**Text to read:**

Error Code: 1822. Failed to add the foreign key constaint. Missing index for constraint

Question

I found some threads about the error. But all the solutions doesn't work for me.

I created 2 tables a user table and one for articles. Now I want to store the user that created the article and the one who is the last modifier.

CREATE TABLE IF NOT EXISTS `testDb`.`users` (
  `id` INT NOT NULL AUTO_INCREMENT,
  `nickname` VARCHAR(255) NULL,
  `first_name` VARCHAR(255) NULL,
  `last_name` VARCHAR(255) NULL,
  `e_mail` VARCHAR(255) NOT NULL,
  `activated` TINYINT(1) NOT NULL DEFAULT 0,
  `birth_date` DATE NULL,
  `locked` TINYINT(1) NOT NULL DEFAULT 0,
  `locked_date_time` DATETIME NULL,
  `street` VARCHAR(255) NULL,
  `street_number` VARCHAR(255) NULL,
  `city` VARCHAR(255) NULL,
  `postal_code` VARCHAR(255) NULL,
  `country` VARCHAR(255) NULL,
  `phone` VARCHAR(255) NULL,
  PRIMARY KEY (`id`),
  UNIQUE INDEX `user_id_UNIQUE` (`id` ASC)
)

**Data entries:**
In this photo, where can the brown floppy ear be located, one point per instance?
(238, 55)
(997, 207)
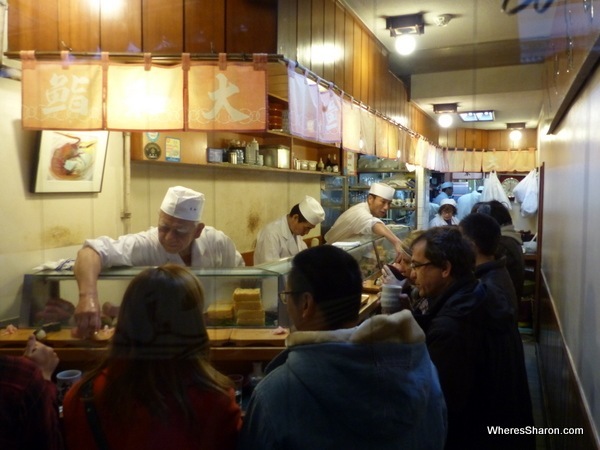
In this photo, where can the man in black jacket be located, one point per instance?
(471, 343)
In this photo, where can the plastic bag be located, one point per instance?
(526, 193)
(493, 190)
(524, 185)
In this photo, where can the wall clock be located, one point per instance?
(509, 184)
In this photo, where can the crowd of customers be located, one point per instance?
(435, 375)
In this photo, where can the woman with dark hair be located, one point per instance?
(155, 389)
(510, 245)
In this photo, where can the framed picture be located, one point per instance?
(70, 161)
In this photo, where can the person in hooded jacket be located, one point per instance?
(466, 338)
(342, 386)
(510, 397)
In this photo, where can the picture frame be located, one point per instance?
(70, 161)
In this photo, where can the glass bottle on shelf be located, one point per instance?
(328, 165)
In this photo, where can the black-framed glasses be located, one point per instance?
(283, 295)
(414, 265)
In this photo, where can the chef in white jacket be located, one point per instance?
(446, 191)
(365, 218)
(180, 238)
(283, 237)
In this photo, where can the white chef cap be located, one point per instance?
(312, 210)
(183, 203)
(448, 201)
(382, 190)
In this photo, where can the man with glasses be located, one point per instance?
(365, 218)
(339, 385)
(180, 238)
(283, 237)
(462, 339)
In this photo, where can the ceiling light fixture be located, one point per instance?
(446, 111)
(516, 127)
(477, 116)
(404, 29)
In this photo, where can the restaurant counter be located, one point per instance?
(233, 350)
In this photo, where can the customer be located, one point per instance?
(339, 386)
(283, 237)
(399, 273)
(155, 389)
(467, 344)
(28, 399)
(446, 214)
(365, 218)
(510, 394)
(510, 245)
(180, 238)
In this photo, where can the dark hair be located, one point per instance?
(296, 210)
(160, 347)
(447, 244)
(495, 209)
(483, 230)
(334, 279)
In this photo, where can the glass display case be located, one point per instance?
(50, 296)
(239, 297)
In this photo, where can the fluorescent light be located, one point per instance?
(405, 44)
(477, 116)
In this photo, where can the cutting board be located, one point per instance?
(257, 337)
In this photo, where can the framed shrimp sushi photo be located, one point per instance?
(70, 161)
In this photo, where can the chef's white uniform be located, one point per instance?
(354, 222)
(465, 203)
(276, 241)
(213, 249)
(437, 221)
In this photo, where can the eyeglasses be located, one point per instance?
(414, 265)
(283, 295)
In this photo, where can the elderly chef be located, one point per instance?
(180, 238)
(283, 237)
(446, 190)
(365, 218)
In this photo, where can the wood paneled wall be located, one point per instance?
(360, 68)
(486, 139)
(155, 26)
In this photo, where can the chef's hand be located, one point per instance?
(388, 277)
(43, 356)
(87, 317)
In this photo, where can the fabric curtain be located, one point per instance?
(367, 131)
(329, 117)
(61, 94)
(350, 126)
(144, 97)
(227, 96)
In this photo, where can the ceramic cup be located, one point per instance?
(65, 380)
(238, 382)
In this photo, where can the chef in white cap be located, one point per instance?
(365, 218)
(465, 202)
(446, 190)
(446, 214)
(180, 238)
(283, 237)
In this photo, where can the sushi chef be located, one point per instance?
(179, 238)
(365, 218)
(446, 191)
(283, 237)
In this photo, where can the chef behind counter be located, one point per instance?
(180, 238)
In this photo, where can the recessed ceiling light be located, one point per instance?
(477, 116)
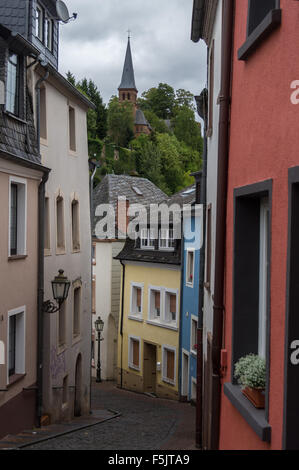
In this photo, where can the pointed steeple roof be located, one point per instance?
(128, 79)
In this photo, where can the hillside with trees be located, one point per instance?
(166, 157)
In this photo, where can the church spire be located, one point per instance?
(128, 78)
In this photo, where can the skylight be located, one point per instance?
(137, 191)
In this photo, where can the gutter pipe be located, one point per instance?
(202, 102)
(40, 293)
(223, 152)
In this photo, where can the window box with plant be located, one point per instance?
(250, 371)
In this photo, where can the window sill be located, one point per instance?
(135, 318)
(254, 417)
(162, 325)
(269, 23)
(17, 118)
(14, 379)
(16, 257)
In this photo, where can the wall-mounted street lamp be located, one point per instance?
(60, 289)
(99, 326)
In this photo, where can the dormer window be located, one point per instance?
(147, 239)
(166, 240)
(13, 84)
(39, 23)
(49, 33)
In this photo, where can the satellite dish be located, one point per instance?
(62, 11)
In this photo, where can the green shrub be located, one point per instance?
(251, 371)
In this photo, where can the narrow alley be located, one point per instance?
(145, 423)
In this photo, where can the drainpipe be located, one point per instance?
(91, 165)
(223, 150)
(40, 294)
(122, 323)
(201, 198)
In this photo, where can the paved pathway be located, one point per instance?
(144, 423)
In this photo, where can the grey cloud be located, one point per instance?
(94, 45)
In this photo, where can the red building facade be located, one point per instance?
(262, 235)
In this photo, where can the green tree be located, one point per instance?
(160, 100)
(186, 129)
(120, 122)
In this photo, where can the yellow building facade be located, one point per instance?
(148, 344)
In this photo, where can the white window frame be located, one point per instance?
(20, 341)
(164, 235)
(170, 292)
(130, 352)
(21, 216)
(192, 319)
(151, 316)
(188, 251)
(39, 24)
(133, 314)
(263, 276)
(148, 238)
(165, 348)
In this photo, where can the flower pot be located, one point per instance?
(256, 396)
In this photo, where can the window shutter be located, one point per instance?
(170, 365)
(157, 299)
(173, 303)
(138, 297)
(135, 353)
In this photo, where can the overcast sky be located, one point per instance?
(94, 45)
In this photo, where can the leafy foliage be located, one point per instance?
(251, 371)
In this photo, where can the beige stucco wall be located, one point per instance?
(107, 273)
(18, 277)
(69, 177)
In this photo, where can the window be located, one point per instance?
(190, 268)
(134, 353)
(251, 271)
(77, 311)
(13, 84)
(193, 344)
(43, 113)
(93, 294)
(16, 342)
(75, 226)
(166, 240)
(60, 223)
(49, 33)
(211, 90)
(170, 307)
(168, 368)
(65, 390)
(136, 299)
(62, 324)
(72, 129)
(155, 303)
(47, 244)
(147, 239)
(39, 23)
(17, 217)
(263, 17)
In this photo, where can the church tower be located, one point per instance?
(128, 92)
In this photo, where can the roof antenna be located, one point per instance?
(63, 13)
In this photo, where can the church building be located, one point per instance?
(128, 92)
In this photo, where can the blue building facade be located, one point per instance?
(189, 306)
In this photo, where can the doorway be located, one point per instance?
(78, 382)
(185, 375)
(149, 367)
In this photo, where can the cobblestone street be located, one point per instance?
(145, 423)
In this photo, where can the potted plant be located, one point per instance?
(250, 371)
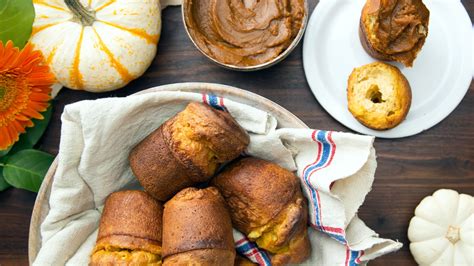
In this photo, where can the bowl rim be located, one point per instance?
(261, 66)
(41, 206)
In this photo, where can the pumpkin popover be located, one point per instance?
(197, 229)
(266, 204)
(378, 95)
(186, 149)
(130, 230)
(394, 30)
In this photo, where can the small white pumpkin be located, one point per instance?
(442, 230)
(97, 45)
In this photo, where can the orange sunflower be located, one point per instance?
(25, 87)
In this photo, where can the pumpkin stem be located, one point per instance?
(453, 234)
(87, 17)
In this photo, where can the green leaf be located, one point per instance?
(3, 184)
(27, 168)
(16, 21)
(5, 152)
(33, 134)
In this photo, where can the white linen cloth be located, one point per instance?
(336, 170)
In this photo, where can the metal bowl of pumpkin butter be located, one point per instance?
(245, 35)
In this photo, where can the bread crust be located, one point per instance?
(402, 96)
(261, 194)
(252, 198)
(197, 219)
(156, 168)
(400, 14)
(186, 149)
(131, 220)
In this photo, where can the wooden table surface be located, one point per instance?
(408, 169)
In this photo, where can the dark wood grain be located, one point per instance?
(408, 169)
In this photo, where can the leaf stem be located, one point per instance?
(87, 17)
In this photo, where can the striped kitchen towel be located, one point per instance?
(336, 171)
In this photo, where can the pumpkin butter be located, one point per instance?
(244, 33)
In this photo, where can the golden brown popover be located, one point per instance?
(197, 229)
(378, 95)
(394, 30)
(186, 149)
(129, 231)
(266, 204)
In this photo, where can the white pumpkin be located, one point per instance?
(97, 45)
(442, 230)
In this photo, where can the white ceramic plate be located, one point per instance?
(439, 79)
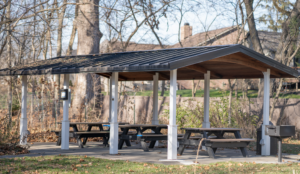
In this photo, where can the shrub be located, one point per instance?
(190, 113)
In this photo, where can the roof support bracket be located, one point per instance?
(200, 69)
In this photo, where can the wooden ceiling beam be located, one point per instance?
(164, 76)
(247, 63)
(107, 75)
(200, 69)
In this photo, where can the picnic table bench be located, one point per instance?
(89, 133)
(213, 142)
(141, 136)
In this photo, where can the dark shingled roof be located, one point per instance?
(142, 61)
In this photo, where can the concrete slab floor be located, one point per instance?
(156, 155)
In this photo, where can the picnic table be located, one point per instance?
(141, 136)
(213, 142)
(78, 134)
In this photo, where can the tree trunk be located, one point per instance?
(193, 88)
(9, 63)
(229, 101)
(236, 89)
(163, 83)
(254, 37)
(56, 102)
(89, 37)
(74, 29)
(287, 45)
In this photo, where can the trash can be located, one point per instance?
(273, 143)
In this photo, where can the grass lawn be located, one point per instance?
(290, 146)
(80, 164)
(213, 93)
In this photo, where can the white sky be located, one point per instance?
(168, 28)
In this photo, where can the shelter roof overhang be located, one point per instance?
(224, 62)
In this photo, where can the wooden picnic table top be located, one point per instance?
(143, 126)
(212, 129)
(94, 123)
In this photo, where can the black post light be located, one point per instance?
(64, 94)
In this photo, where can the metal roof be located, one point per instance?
(141, 61)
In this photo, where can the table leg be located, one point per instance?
(58, 143)
(181, 143)
(86, 138)
(243, 149)
(211, 152)
(127, 142)
(121, 142)
(214, 149)
(156, 131)
(79, 142)
(144, 146)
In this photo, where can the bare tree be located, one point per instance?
(89, 37)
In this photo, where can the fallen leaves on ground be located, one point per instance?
(12, 149)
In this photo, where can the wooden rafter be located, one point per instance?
(164, 76)
(107, 75)
(200, 69)
(245, 62)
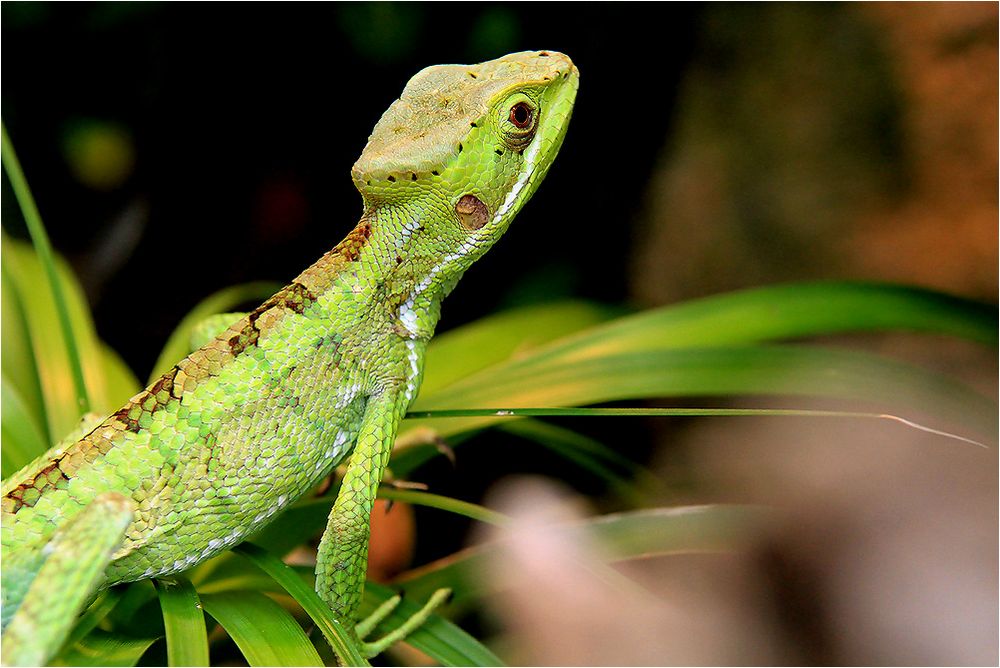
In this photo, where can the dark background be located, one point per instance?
(243, 121)
(175, 149)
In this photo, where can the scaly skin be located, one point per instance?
(322, 371)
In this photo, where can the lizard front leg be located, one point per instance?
(343, 551)
(70, 568)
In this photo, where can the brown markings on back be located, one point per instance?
(185, 376)
(351, 246)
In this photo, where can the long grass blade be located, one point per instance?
(184, 622)
(341, 642)
(266, 633)
(43, 247)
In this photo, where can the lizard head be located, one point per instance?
(464, 147)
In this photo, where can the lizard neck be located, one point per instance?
(404, 257)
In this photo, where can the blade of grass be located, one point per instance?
(341, 642)
(22, 438)
(587, 453)
(105, 649)
(184, 622)
(440, 639)
(52, 365)
(93, 616)
(17, 359)
(621, 536)
(495, 338)
(266, 633)
(40, 239)
(464, 508)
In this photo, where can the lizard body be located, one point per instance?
(321, 372)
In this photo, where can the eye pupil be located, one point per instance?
(520, 115)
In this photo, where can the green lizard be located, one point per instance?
(320, 373)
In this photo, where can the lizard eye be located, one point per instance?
(518, 121)
(520, 115)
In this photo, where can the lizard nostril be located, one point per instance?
(472, 211)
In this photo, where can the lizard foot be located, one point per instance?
(367, 625)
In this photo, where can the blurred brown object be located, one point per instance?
(943, 233)
(829, 141)
(883, 552)
(393, 536)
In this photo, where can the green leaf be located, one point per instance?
(94, 614)
(177, 347)
(495, 338)
(120, 383)
(266, 633)
(442, 640)
(340, 640)
(471, 510)
(184, 622)
(620, 536)
(56, 288)
(17, 358)
(567, 379)
(105, 649)
(62, 410)
(587, 453)
(22, 438)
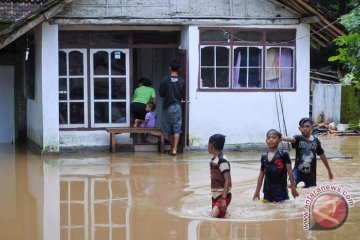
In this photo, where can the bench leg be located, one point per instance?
(161, 143)
(112, 142)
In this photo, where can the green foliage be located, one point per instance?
(350, 105)
(352, 20)
(349, 48)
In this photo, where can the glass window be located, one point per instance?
(279, 72)
(215, 65)
(110, 88)
(247, 70)
(72, 88)
(250, 59)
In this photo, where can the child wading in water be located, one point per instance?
(306, 147)
(275, 166)
(150, 117)
(220, 177)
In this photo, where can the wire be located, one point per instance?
(291, 41)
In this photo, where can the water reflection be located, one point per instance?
(90, 196)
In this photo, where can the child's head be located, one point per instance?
(305, 126)
(150, 106)
(216, 143)
(175, 65)
(273, 138)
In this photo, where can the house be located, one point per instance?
(69, 68)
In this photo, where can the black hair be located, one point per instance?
(217, 140)
(304, 120)
(152, 105)
(175, 65)
(145, 81)
(274, 131)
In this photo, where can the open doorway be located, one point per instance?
(153, 63)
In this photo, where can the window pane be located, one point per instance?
(76, 88)
(118, 63)
(77, 233)
(207, 56)
(101, 88)
(254, 77)
(254, 57)
(101, 112)
(214, 35)
(222, 77)
(62, 89)
(286, 78)
(62, 63)
(247, 36)
(272, 63)
(243, 77)
(280, 36)
(76, 66)
(240, 57)
(222, 56)
(77, 113)
(207, 77)
(63, 113)
(279, 68)
(286, 57)
(118, 112)
(118, 88)
(101, 63)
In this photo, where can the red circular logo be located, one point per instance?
(329, 210)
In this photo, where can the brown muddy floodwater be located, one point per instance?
(103, 196)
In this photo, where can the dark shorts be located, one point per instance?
(138, 110)
(279, 197)
(217, 202)
(308, 179)
(172, 119)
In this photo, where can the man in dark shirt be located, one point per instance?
(171, 89)
(307, 146)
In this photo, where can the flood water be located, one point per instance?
(103, 196)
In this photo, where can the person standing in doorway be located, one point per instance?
(144, 94)
(172, 90)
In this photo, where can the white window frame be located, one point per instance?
(261, 48)
(126, 76)
(293, 66)
(215, 67)
(85, 82)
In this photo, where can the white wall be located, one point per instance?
(42, 112)
(245, 117)
(7, 116)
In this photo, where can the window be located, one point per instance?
(247, 67)
(279, 68)
(72, 88)
(109, 84)
(108, 87)
(260, 59)
(215, 67)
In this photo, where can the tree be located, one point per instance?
(349, 47)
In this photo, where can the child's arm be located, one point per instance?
(326, 163)
(288, 139)
(258, 186)
(292, 181)
(227, 184)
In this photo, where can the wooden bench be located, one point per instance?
(153, 131)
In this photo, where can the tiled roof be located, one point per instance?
(11, 11)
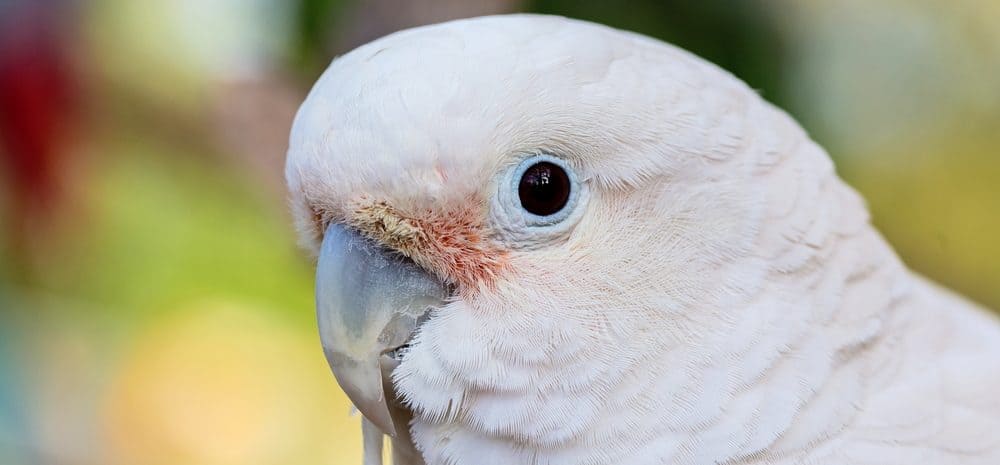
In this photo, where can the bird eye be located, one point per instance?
(544, 189)
(537, 200)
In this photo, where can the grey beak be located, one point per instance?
(369, 302)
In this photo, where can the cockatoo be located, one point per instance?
(545, 241)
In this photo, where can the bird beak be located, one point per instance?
(369, 303)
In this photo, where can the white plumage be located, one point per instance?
(718, 295)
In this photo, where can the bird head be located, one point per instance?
(544, 232)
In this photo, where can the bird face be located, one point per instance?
(523, 223)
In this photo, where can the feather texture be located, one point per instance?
(721, 297)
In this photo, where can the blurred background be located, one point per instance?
(154, 308)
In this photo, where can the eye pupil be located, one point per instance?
(544, 188)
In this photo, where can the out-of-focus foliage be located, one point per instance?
(158, 311)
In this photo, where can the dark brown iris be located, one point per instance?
(544, 189)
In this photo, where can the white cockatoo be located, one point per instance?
(544, 241)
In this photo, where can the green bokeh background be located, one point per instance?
(162, 312)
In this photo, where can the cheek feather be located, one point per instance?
(451, 243)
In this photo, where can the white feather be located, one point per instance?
(722, 297)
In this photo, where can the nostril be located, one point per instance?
(398, 353)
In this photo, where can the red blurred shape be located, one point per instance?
(36, 103)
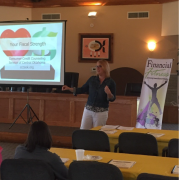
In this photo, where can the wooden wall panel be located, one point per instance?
(79, 108)
(20, 104)
(4, 108)
(57, 112)
(123, 114)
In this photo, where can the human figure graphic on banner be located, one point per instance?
(154, 99)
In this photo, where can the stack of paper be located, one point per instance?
(175, 169)
(64, 160)
(110, 127)
(109, 131)
(122, 163)
(125, 128)
(156, 134)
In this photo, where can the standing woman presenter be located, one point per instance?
(101, 89)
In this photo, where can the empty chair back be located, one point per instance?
(90, 140)
(26, 169)
(138, 143)
(0, 155)
(146, 176)
(173, 148)
(89, 170)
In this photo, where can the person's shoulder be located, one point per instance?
(21, 147)
(112, 81)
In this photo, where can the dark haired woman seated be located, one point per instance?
(38, 142)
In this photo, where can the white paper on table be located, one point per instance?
(64, 160)
(109, 131)
(125, 128)
(110, 127)
(156, 134)
(122, 163)
(175, 169)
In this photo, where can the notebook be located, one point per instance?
(125, 128)
(122, 163)
(109, 131)
(64, 160)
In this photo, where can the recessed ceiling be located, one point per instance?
(74, 3)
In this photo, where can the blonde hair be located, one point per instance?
(105, 67)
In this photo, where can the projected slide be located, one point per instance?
(32, 53)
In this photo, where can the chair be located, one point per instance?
(146, 176)
(26, 169)
(89, 170)
(172, 150)
(90, 140)
(133, 89)
(137, 143)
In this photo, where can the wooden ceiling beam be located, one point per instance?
(75, 3)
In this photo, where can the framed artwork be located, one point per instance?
(95, 46)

**The tasks:**
A) Write out the part of the foreign key error thread starting with "I found some" and going on through "the last modifier.", copied word for word.
B) Scale the records starting with the line with "In this photo, where can the dark haired" and going on through the last line of the records. Repeat every line, requests included, but multiply each point coordinate in the answers by 1.55 and round it to a whole number, with halves rounded up. Give only these lines.

**Outputs:**
A)
I found some threads about the error. But all the solutions doesn't work for me.

I created 2 tables a user table and one for articles. Now I want to store the user that created the article and the one who is the last modifier.

B)
In this photo, where can the dark haired woman seated be located, one point per instance?
(59, 220)
In this photo, where can the white paper on table be located, one point per instance?
(99, 248)
(169, 203)
(194, 198)
(171, 197)
(242, 208)
(189, 253)
(271, 262)
In this photo, where can the notebook be located, one point per instance?
(194, 198)
(189, 253)
(169, 203)
(99, 248)
In this photo, where can the recessed ceiling be located, one point per instance?
(115, 5)
In this photo, where can the blonde hair be located, one point per instance?
(163, 104)
In this photo, where can the projected slide be located, one point per instance?
(50, 82)
In this photo, where can the chair be located, one point per instance?
(226, 273)
(40, 262)
(138, 264)
(267, 233)
(140, 217)
(206, 138)
(212, 222)
In this photo, where can the wooden ceiling beam be located, one point per instance?
(116, 5)
In this photo, where can the framed artwork be located, one point per instance?
(147, 71)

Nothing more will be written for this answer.